Please pull out every line in the items below that contains the word "Query".

------ Supplied records ------

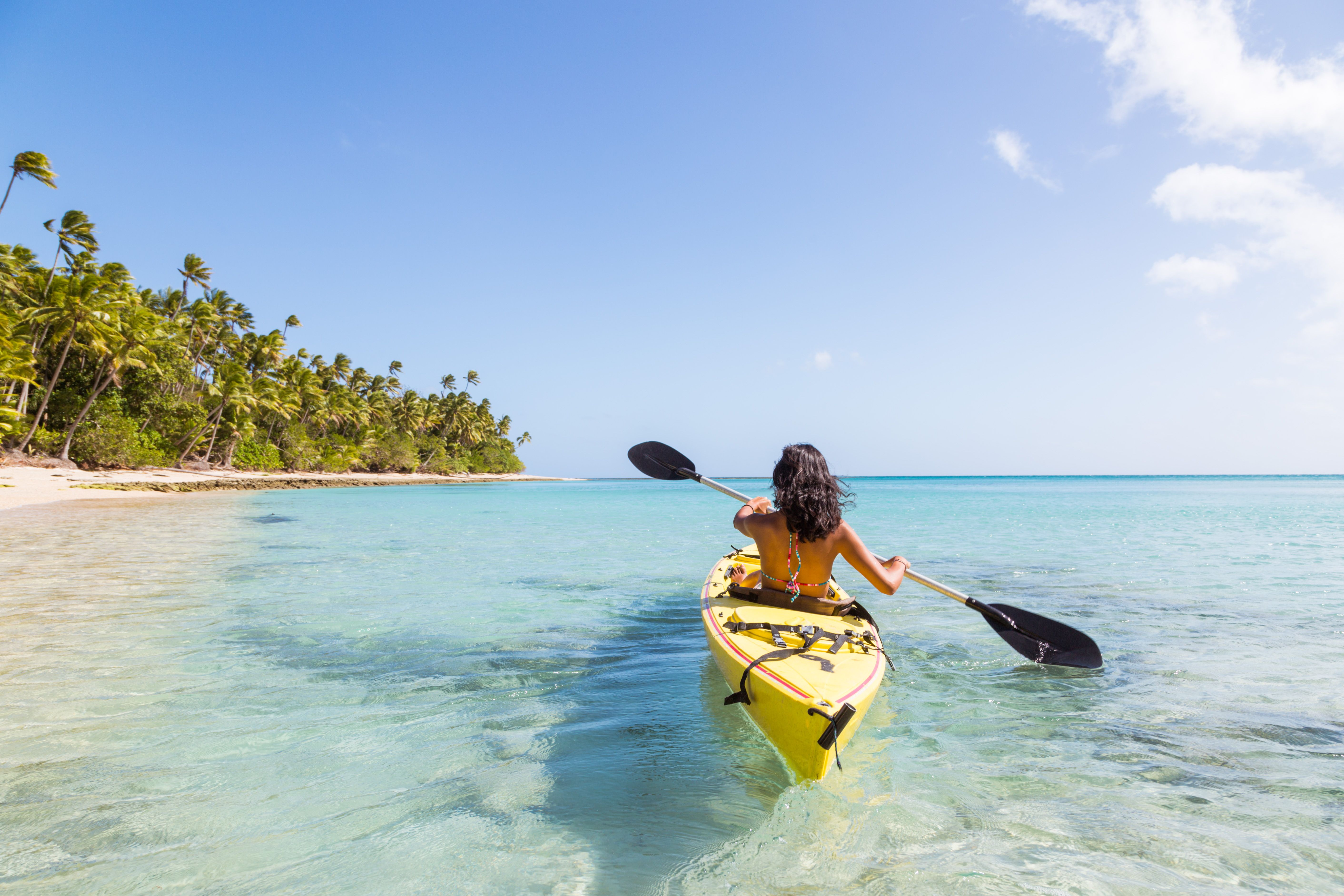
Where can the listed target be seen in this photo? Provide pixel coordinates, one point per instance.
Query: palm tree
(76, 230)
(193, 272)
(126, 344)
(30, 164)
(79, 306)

------
------ Supplied records ------

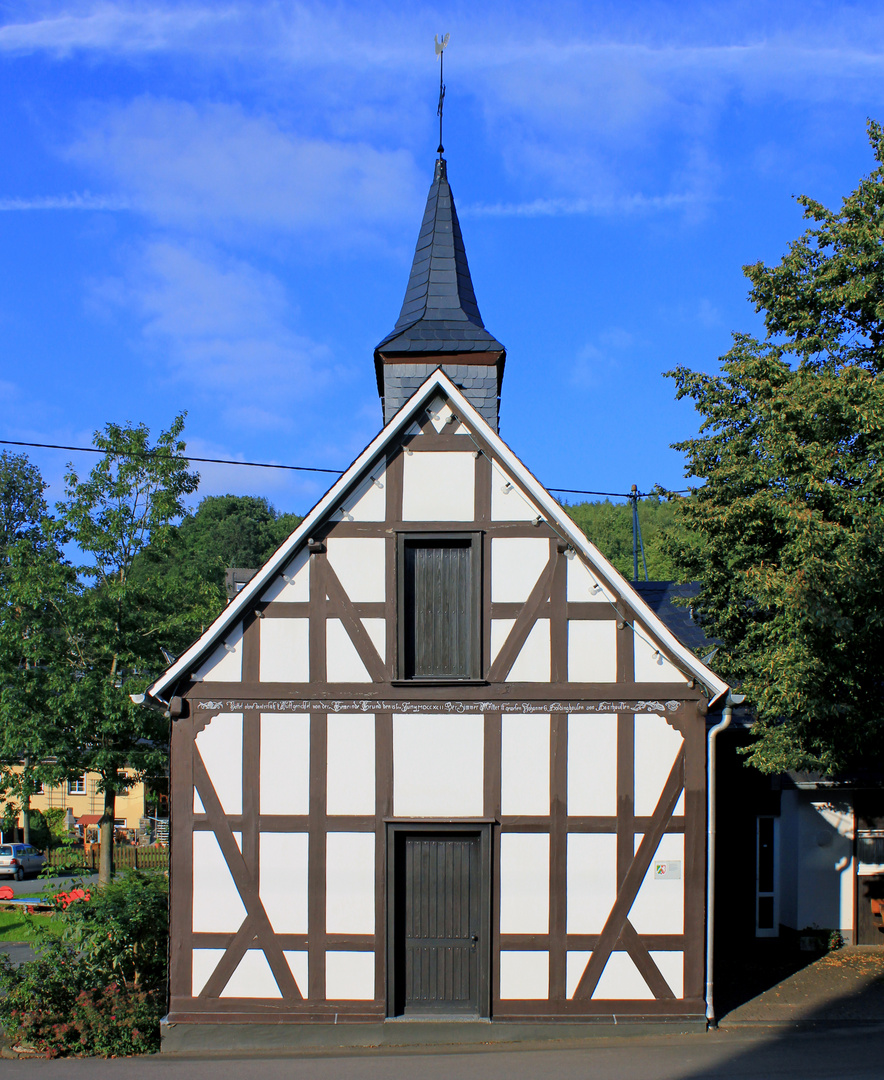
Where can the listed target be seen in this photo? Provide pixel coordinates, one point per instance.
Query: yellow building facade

------

# [Result for this exercise]
Query: palm tree
Query: yellow building facade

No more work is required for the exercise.